WHAT YOU ARE ASKED TO DO: All entries are to be quoted exactly; the images stay out of the copy.

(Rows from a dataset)

---------------

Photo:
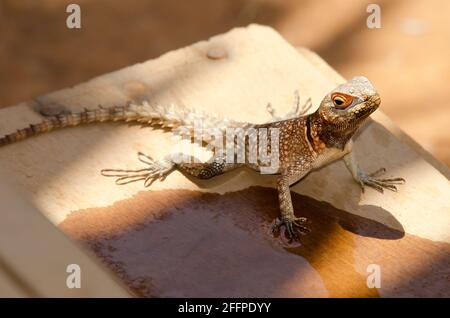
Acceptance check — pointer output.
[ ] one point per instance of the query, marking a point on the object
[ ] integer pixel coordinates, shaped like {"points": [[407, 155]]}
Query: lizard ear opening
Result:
{"points": [[341, 101]]}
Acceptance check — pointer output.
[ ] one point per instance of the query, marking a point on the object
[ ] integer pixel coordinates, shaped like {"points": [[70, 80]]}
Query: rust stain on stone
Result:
{"points": [[185, 243]]}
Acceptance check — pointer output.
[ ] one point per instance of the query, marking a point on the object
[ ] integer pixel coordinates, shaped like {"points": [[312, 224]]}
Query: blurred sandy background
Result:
{"points": [[408, 59]]}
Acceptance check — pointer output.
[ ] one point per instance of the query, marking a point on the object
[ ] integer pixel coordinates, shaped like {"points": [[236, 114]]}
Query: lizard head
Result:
{"points": [[349, 104]]}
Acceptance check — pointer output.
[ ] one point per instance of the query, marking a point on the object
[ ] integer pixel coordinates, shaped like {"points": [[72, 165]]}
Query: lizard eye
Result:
{"points": [[341, 101]]}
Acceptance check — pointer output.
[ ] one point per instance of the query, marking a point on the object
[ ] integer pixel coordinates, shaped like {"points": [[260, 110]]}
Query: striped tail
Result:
{"points": [[165, 116]]}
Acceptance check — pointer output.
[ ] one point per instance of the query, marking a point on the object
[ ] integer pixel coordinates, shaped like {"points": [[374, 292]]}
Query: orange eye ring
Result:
{"points": [[341, 101]]}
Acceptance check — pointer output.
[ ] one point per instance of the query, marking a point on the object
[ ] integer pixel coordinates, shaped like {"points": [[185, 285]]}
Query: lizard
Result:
{"points": [[307, 142]]}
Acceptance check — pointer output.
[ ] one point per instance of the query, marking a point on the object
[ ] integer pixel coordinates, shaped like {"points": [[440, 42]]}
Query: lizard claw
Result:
{"points": [[293, 226], [156, 170], [378, 184]]}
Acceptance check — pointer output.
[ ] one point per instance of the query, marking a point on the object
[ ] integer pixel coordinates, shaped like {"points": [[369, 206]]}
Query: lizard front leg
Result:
{"points": [[371, 179], [288, 218]]}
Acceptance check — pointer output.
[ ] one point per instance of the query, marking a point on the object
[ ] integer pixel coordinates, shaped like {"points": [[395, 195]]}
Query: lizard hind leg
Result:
{"points": [[157, 169], [297, 110]]}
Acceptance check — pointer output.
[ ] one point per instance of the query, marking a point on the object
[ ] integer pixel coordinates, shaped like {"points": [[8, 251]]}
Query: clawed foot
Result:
{"points": [[293, 226], [371, 180], [296, 111], [156, 170]]}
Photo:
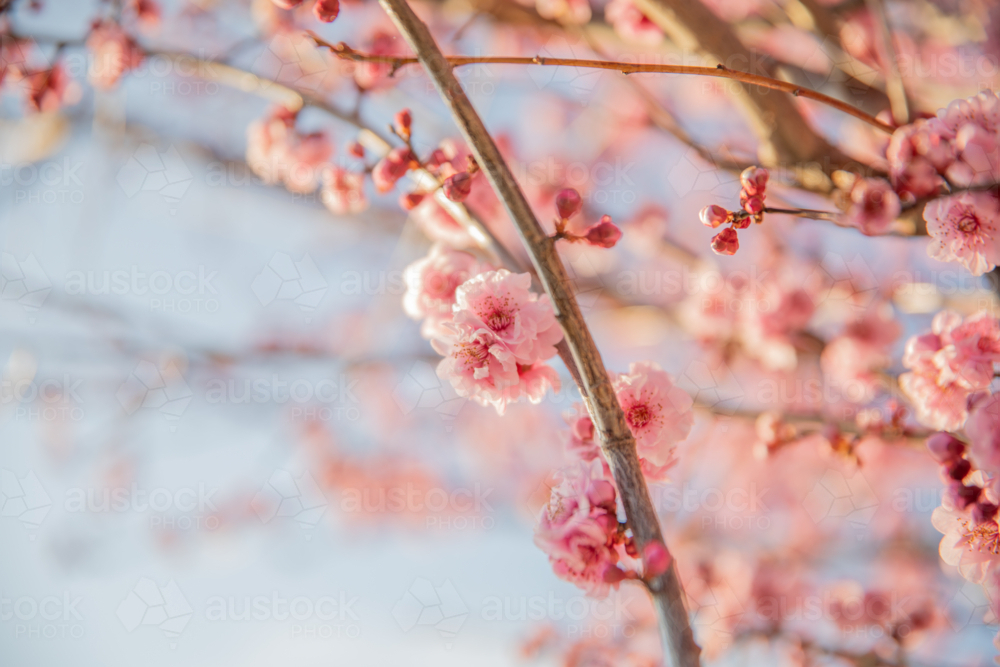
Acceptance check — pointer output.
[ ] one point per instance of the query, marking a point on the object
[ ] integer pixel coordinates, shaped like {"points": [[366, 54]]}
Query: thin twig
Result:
{"points": [[719, 71], [617, 442]]}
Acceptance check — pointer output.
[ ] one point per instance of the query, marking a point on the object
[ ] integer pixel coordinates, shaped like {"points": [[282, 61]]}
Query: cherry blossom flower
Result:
{"points": [[873, 206], [973, 548], [502, 303], [343, 191], [578, 530], [632, 24], [113, 53], [478, 365], [964, 229], [657, 412], [947, 365], [431, 283]]}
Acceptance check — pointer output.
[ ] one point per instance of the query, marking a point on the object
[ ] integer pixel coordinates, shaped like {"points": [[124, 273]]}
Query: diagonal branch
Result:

---------------

TASK RESPONSE:
Photo:
Acceptance check — pointer output.
[ ] one point per instance of the query, marking a point on the object
[ ] integer pixel coordinates, shaped like {"points": [[407, 155]]}
Query: lizard ear opening
Result:
{"points": [[341, 101]]}
Acceptance check — pointer output.
[ ] one point per instance of the query, marking a point on the object
[ ] integer pixel coordinates, shaped like {"points": [[70, 80]]}
Query: rust stain on stone
Result:
{"points": [[185, 243]]}
Acceptance check — pointer output.
[ ] one point per instance of the query, marking a point on the object
[ ] integer pixel coordinates, shaped like {"points": [[312, 224]]}
Query: blurred sandy background
Result:
{"points": [[408, 59]]}
Acceptance check — pointer output.
[ ] one point per instance of the query, marking a point on the object
[ ] integer pixel coordinates, shaped like {"points": [[236, 114]]}
Query: lizard head
Result:
{"points": [[349, 104]]}
Acceptance check — pointer output.
[ ] one point per instance of the query, marking a point on the object
[ ] integer pixel coordinates, shaped like {"points": [[72, 165]]}
Query: lizard eye
Result:
{"points": [[341, 101]]}
Acceptance check — pointer output.
[ ] one point per instance of the query, marking a point on the object
[ ] integer pixel coordinates, shaped like {"points": [[260, 110]]}
Query: striped tail
Result:
{"points": [[165, 116]]}
Acceptance check — pointer output.
[ ] one point per instance of the query, marking a point on the object
[ ] integer pixel coordinates, shaped like {"points": [[374, 292]]}
Query: orange eye ring
Result:
{"points": [[341, 101]]}
Acceptance check — pointer output.
[ ] one point per instance of the query, marking a point on the object
[ ] integer pixel coordinates, shaped like {"points": [[185, 285]]}
Query: lizard
Result:
{"points": [[307, 142]]}
Acceptance check — pointer output.
[ ] one point per instance of the query, marking a point on the object
[ ] integer pixel coordinates, shaped like {"points": [[440, 42]]}
Query: lizard claw
Result:
{"points": [[293, 226], [156, 170], [378, 184]]}
Acceptance check — pointer output.
[ ] one point per instance of the query, marking a point on the object
[ ] integer pixel coordinates, shaped like {"points": [[369, 206]]}
Query: lizard front leg
Result:
{"points": [[371, 179], [288, 218]]}
Acceptance check — pointer output.
[ ] one point per instance of the query, marking a point on the object
[ ] integer pixel coordinates, shaped like {"points": [[395, 195]]}
Query: lizard hind leg
Result:
{"points": [[157, 169], [297, 110]]}
Acceptance check — pointer output.
[ ] one point per instance of the query, marking a point on the object
[ ] integer pixel coordinates, shaped like {"points": [[8, 251]]}
Query: clawed foot
Result:
{"points": [[293, 226], [371, 180], [296, 111], [156, 170]]}
Photo:
Acceptance check — pointer output.
[ ] one point per instance of the query, marking a point on the object
[ ] integer pixel coordinates, shaped like {"points": [[366, 54]]}
Query: thin twig
Result:
{"points": [[719, 71], [617, 442]]}
Acceptance check — pointer output.
[ ] one point per instance of the query, marking a point on the object
[ ] integer pixel coordinates, shaped like {"points": [[282, 61]]}
Query: cherry blossom flower
Result:
{"points": [[873, 206], [973, 548], [502, 303], [343, 191], [578, 530], [632, 24], [113, 53], [478, 365], [964, 229], [657, 412], [947, 365], [431, 283]]}
Acceptance check — pointer output.
[ ] one point per instance of the query, marking a point on the object
[ ] integer pixel coordinates, shaped like {"points": [[124, 273]]}
Query: diagonal branch
Result:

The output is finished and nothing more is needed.